- Data for processing
____________
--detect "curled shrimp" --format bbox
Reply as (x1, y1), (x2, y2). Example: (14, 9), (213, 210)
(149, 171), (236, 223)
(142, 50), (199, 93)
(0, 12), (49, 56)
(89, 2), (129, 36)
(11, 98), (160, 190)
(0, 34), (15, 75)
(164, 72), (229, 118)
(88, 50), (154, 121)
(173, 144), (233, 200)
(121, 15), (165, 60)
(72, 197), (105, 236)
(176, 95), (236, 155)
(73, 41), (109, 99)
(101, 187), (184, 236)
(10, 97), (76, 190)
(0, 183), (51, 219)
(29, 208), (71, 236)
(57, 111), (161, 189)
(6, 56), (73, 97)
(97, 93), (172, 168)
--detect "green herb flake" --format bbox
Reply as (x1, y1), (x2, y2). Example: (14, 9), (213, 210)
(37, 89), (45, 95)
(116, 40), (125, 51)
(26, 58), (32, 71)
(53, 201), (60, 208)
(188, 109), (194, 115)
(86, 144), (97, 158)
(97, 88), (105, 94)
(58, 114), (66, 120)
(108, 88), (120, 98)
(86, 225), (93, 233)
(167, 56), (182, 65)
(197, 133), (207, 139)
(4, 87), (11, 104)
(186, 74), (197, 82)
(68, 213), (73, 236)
____________
- Requirement
Convert every line of the entries above into a JSON list of strings, one string per line, omitting any blank lines.

- Problem solution
[
  "--detect \"curled shrimp\" --format bbox",
  "Reply as (x1, y1), (x2, y2). Example: (14, 9), (213, 210)",
  "(149, 171), (236, 223)",
  "(142, 50), (199, 93)",
  "(0, 12), (49, 56)",
  "(89, 2), (129, 36)",
  "(11, 98), (160, 190)",
  "(0, 34), (15, 75)",
  "(164, 72), (229, 118)",
  "(88, 50), (154, 121)",
  "(173, 144), (233, 200)",
  "(121, 15), (165, 60)",
  "(72, 197), (105, 236)",
  "(176, 95), (236, 155)",
  "(73, 41), (109, 99)",
  "(101, 187), (184, 236)",
  "(10, 97), (76, 190)",
  "(0, 183), (51, 219)",
  "(29, 208), (71, 236)",
  "(57, 111), (161, 189)",
  "(6, 56), (73, 97)",
  "(97, 93), (172, 168)",
  "--detect \"green herb flake\" --format bbox",
  "Reply as (x1, y1), (x2, y2). Example: (14, 9), (213, 210)",
  "(37, 89), (45, 95)",
  "(116, 40), (125, 51)",
  "(26, 58), (32, 71)",
  "(53, 201), (60, 208)",
  "(188, 109), (194, 115)",
  "(86, 144), (97, 158)",
  "(97, 88), (105, 94)",
  "(58, 114), (66, 120)",
  "(108, 88), (120, 98)",
  "(86, 225), (93, 233)",
  "(167, 56), (182, 65)",
  "(197, 133), (207, 139)",
  "(4, 87), (11, 104)",
  "(186, 74), (197, 82)",
  "(68, 213), (73, 236)"
]